TEKS DOKUMEN:
Oleh: Avifah Arrafah
Saat ini dunia tengah dilanda duka yang mendalam. Kesedihan, ketakutan, dan ketegangan terasa di semua sudut negara. Dan aku, adalah satu dari jutaan putra putri bangsa yang merindukan orang tua mereka yang sedang berjuang di garda terdepan.
Sekarang adalah hari ke 15 Aku dan Ibuku memiliki jarak, beliau bekerja menjadi salah satu tim medis di RSU Dr. Slamet Garut. Menghadapi covid-19, ibuku diharuskan untuk siap siaga.
Beliau berangkat kerja pukul 07.00 WIB dan biasanya pulang selepas maghrib, atau ketika tugas malam beliau akan pergi sesudah maghrib dan pulang keesokan harinya. Ini adalah kegiatan rutin, yang dilakukan dari sebelum covid-19 hadir. Bedanya, sekarang aku sudah tidak bisa memeluknya. Setiap pulang kerja, ibuku dengan wajah yang sangat kelehahan diharuskan untuk langsung mengganti baju, mandi, dll. Tidak boleh ada kontak fisik yang beliau lakukan dengan keluarga sebelum membersihkan dirinya.

TUGAS: Lanjutkan tulisan tentang ibu yang bertugas sebagai tim medis selama covid-19, mulai dari sesudah kalimat terakhirnya.

DATA YANG DIBERIKAN:

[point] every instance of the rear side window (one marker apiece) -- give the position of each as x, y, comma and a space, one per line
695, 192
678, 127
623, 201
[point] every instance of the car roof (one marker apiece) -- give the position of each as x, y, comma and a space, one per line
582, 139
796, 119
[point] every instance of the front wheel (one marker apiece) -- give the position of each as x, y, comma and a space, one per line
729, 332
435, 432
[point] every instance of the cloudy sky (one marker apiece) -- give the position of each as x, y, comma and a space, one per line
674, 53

JAWABAN LATIHAN:
Bahkan dua hari kebelakang, ibuku demam karena kelelahan dan harus keramas tengah malam. Fyi, aku adalah pasien kanker otak dari 12 tahun yang lalu. Yang secara medis, pengidap kanker dikatakan sebagai golongan “rawan” tehadap covid-19. Ibuku paham betul akan situasi ini. Untuk melewatinya maka beliau menjauh dariku, membuat jarak dan pagar yang sangat jelas denganku. Bahkan denganku, sekalipun sudah membersihkan diri beliau tidak ingin kontak fisik terlalu dekat denganku, katanya takut.
Takut aku terkena virus apapun yang beliau bawa dari rumah sakit. Sedih rasanya, ketika sekarang sudah tidak ada lagi pelukan hangat yang ibuku berikan setiap pulang dinasnya. Sudah tidak ada salam cipika cipiki setiap ibuku pulang. Boro boro untuk meminta oleh oleh seperti biasanya, liat beliau pulang saja, berasa bahagia luar biasa.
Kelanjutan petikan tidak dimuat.